**What the task asks:** Could you output each line of the data that follows exactly?

**Data shown:**

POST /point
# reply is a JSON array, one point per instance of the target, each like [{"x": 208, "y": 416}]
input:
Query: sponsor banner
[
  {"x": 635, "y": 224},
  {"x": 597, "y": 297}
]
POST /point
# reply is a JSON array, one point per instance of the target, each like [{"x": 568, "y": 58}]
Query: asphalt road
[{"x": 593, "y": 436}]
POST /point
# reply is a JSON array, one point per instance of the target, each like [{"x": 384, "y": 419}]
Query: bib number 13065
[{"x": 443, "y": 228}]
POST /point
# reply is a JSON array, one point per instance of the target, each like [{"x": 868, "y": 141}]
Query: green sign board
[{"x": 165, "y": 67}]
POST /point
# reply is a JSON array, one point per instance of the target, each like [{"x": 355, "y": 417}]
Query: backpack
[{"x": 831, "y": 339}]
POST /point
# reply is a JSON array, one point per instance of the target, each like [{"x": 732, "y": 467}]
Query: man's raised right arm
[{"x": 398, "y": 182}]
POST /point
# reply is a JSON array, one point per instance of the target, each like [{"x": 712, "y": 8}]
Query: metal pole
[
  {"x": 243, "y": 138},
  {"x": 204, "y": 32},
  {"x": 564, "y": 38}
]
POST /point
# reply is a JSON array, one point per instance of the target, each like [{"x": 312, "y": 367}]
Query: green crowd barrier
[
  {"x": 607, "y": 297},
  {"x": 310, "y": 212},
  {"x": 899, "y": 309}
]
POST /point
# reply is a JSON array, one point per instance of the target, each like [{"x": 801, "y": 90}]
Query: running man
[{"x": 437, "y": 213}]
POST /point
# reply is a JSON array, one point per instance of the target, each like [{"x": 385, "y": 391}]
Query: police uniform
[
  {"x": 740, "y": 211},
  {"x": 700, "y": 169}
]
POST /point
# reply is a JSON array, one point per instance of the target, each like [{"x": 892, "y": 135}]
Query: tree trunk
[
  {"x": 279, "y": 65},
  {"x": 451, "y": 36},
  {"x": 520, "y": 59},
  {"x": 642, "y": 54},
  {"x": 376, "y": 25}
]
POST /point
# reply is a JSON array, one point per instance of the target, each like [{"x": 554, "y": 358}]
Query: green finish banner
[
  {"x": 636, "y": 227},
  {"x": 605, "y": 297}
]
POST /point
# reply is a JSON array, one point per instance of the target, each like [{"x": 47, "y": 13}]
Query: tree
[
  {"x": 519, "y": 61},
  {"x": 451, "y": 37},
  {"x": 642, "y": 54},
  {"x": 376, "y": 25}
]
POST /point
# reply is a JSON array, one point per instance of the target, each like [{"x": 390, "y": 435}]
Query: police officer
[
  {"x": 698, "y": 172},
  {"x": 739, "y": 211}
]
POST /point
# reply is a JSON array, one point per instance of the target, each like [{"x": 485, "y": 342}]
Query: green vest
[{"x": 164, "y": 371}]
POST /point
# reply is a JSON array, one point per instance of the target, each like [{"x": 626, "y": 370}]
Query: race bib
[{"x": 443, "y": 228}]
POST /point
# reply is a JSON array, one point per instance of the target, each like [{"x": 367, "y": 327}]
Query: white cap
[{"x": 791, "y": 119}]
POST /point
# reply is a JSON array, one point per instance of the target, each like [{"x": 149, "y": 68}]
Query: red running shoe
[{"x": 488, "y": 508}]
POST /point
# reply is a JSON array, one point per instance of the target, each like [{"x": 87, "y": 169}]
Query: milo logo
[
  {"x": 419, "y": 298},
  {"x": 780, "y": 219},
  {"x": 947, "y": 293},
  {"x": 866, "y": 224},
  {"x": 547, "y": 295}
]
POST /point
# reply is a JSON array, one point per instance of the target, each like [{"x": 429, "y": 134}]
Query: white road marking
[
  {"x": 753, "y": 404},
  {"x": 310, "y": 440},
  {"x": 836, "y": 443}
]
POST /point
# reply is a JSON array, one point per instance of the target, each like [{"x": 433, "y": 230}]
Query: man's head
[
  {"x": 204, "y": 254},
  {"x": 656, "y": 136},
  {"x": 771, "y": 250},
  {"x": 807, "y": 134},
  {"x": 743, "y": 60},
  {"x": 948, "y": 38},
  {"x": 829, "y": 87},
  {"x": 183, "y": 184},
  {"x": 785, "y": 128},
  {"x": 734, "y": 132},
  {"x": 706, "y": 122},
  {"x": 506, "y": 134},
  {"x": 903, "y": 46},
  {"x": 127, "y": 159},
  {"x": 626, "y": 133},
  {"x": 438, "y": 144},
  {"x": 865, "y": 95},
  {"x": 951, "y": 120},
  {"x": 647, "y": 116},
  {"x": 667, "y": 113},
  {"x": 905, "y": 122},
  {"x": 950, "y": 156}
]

**The solution:**
POST /point
# reply is a JSON array, one point per instance of the target, each like [{"x": 208, "y": 416}]
input:
Query: sponsor banner
[
  {"x": 635, "y": 224},
  {"x": 597, "y": 297}
]
POST /point
# reply is a JSON array, one point per instance of the target, each like [{"x": 568, "y": 58}]
Query: asphalt road
[{"x": 593, "y": 436}]
POST /point
# reply is a JSON array, one point per instance of the target, each like [{"x": 384, "y": 419}]
Query: bib number 13065
[{"x": 443, "y": 228}]
POST /point
# reply is a JSON array, one point per instance of the target, each like [{"x": 868, "y": 141}]
Query: green sign board
[{"x": 165, "y": 67}]
POST /point
# reply is a JSON array, one point per instance of the target, each like [{"x": 355, "y": 417}]
Query: backpack
[{"x": 831, "y": 339}]
POST /point
# reply is a JSON array, one point per instance of the target, each like [{"x": 732, "y": 467}]
Query: man's raised right arm
[{"x": 398, "y": 182}]
POST /point
# reply is a JSON array, one point per instance of the target, each like [{"x": 712, "y": 8}]
Query: metal pole
[
  {"x": 243, "y": 138},
  {"x": 204, "y": 32},
  {"x": 564, "y": 38}
]
POST /point
# reply is a JSON array, one point per instance of the target, each like [{"x": 312, "y": 367}]
Query: green crowd barrier
[
  {"x": 607, "y": 297},
  {"x": 310, "y": 212},
  {"x": 899, "y": 309}
]
POST /point
# reply is a JSON array, one point per instance of the target, each like [{"x": 801, "y": 90}]
Query: running man
[{"x": 437, "y": 213}]
POST /point
# reply is a JSON array, one point per instance of the target, each like [{"x": 385, "y": 391}]
Query: police uniform
[
  {"x": 740, "y": 211},
  {"x": 700, "y": 169}
]
POST /point
# reply is a JSON array, one point per instance of the target, each like [{"x": 892, "y": 135}]
Query: tree trunk
[
  {"x": 279, "y": 65},
  {"x": 451, "y": 36},
  {"x": 520, "y": 59},
  {"x": 642, "y": 54},
  {"x": 376, "y": 25}
]
POST /point
# reply is a JSON array, one point per instance of the target, each like [{"x": 554, "y": 358}]
Query: green finish banner
[
  {"x": 636, "y": 227},
  {"x": 605, "y": 297}
]
POST /point
# reply is a JSON array, one point per instance of the target, each like [{"x": 47, "y": 13}]
Query: tree
[
  {"x": 519, "y": 61},
  {"x": 451, "y": 37},
  {"x": 642, "y": 54},
  {"x": 376, "y": 25}
]
POST /point
# reply is a JSON array, one point per instance of the target, each like [{"x": 390, "y": 435}]
Query: police officer
[
  {"x": 698, "y": 172},
  {"x": 739, "y": 211}
]
POST /point
# reply is a JSON array, one point per instance of the target, each like [{"x": 485, "y": 342}]
Query: green vest
[{"x": 164, "y": 371}]
POST /point
# reply is a JSON array, one point per instance of the target, each like [{"x": 626, "y": 370}]
Query: race bib
[{"x": 443, "y": 228}]
POST /point
# reply is a JSON array, one point per instance of the target, each like [{"x": 367, "y": 327}]
Query: white cap
[{"x": 791, "y": 119}]
POST /point
# reply is a JSON array, one point per instance of the target, each like [{"x": 149, "y": 68}]
Query: red running shoe
[{"x": 488, "y": 508}]
POST /point
# reply is a JSON array, one point per instance of the target, each like [{"x": 87, "y": 169}]
Query: milo logo
[
  {"x": 419, "y": 298},
  {"x": 780, "y": 219},
  {"x": 947, "y": 293},
  {"x": 866, "y": 224},
  {"x": 547, "y": 295}
]
POST /point
# reply is a JSON array, one point per instance of the target, each like [{"x": 429, "y": 134}]
Query: white road marking
[
  {"x": 753, "y": 404},
  {"x": 310, "y": 440},
  {"x": 836, "y": 443}
]
POST /point
# reply is a JSON array, one point per instance of the target, each like [{"x": 433, "y": 230}]
Query: man's head
[
  {"x": 204, "y": 254},
  {"x": 656, "y": 136},
  {"x": 771, "y": 250},
  {"x": 807, "y": 134},
  {"x": 743, "y": 60},
  {"x": 948, "y": 38},
  {"x": 829, "y": 87},
  {"x": 183, "y": 184},
  {"x": 785, "y": 128},
  {"x": 734, "y": 132},
  {"x": 706, "y": 122},
  {"x": 506, "y": 134},
  {"x": 903, "y": 46},
  {"x": 127, "y": 159},
  {"x": 626, "y": 133},
  {"x": 438, "y": 144},
  {"x": 865, "y": 95},
  {"x": 951, "y": 120},
  {"x": 647, "y": 116},
  {"x": 667, "y": 113},
  {"x": 905, "y": 122},
  {"x": 950, "y": 156}
]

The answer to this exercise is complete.